• **Outline labeling records**:
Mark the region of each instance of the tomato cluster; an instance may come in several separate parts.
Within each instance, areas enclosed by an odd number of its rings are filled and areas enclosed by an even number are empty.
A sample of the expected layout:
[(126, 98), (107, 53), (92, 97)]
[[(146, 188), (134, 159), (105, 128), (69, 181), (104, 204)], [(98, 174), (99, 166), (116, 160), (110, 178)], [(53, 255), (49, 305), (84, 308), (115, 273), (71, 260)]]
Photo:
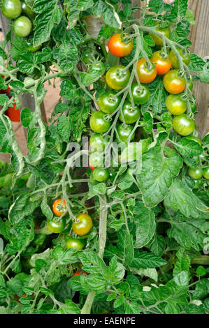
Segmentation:
[[(66, 219), (64, 217), (68, 214), (66, 200), (62, 198), (55, 200), (52, 204), (52, 211), (56, 216), (47, 221), (47, 228), (52, 233), (60, 233), (66, 225)], [(84, 236), (89, 232), (92, 226), (92, 218), (88, 214), (81, 213), (75, 216), (71, 228), (75, 234), (78, 236)], [(84, 239), (75, 238), (69, 234), (65, 235), (65, 234), (63, 237), (67, 248), (82, 249), (85, 246)]]
[[(25, 2), (22, 3), (20, 0), (3, 0), (1, 12), (7, 18), (15, 20), (13, 31), (16, 36), (24, 38), (30, 34), (32, 23), (29, 17), (33, 17), (34, 13)], [(24, 15), (20, 16), (22, 12)]]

• **Your objective**: Repeat every line of the material above word for word, leaving out the pictures.

• **Task solution**:
Mark the region of each instance of the tomato cluster; an instance may come in several separate parts.
Within each instance, areas enclosed by an odd number of its rings are filled and areas enclosed by an even number are empty.
A sample of the expected layout:
[(126, 98), (107, 53), (92, 97)]
[[(146, 188), (134, 159), (105, 128), (69, 181), (104, 204)], [(98, 174), (99, 166), (116, 160), (110, 178)], [(53, 255), (49, 305), (84, 308), (115, 273), (71, 260)]]
Photo:
Segmentation:
[[(66, 219), (64, 217), (68, 214), (66, 200), (62, 198), (55, 200), (52, 204), (52, 211), (56, 216), (47, 221), (47, 228), (52, 233), (60, 233), (66, 225)], [(84, 236), (89, 232), (92, 226), (92, 218), (88, 214), (81, 213), (75, 216), (71, 228), (75, 234), (78, 236)], [(84, 239), (75, 238), (69, 234), (65, 235), (65, 234), (63, 237), (67, 248), (82, 249), (85, 246)]]
[[(25, 2), (22, 3), (20, 0), (3, 0), (1, 12), (7, 18), (15, 20), (13, 31), (16, 36), (24, 38), (30, 34), (32, 23), (29, 17), (33, 17), (34, 13)], [(24, 15), (20, 16), (22, 12)]]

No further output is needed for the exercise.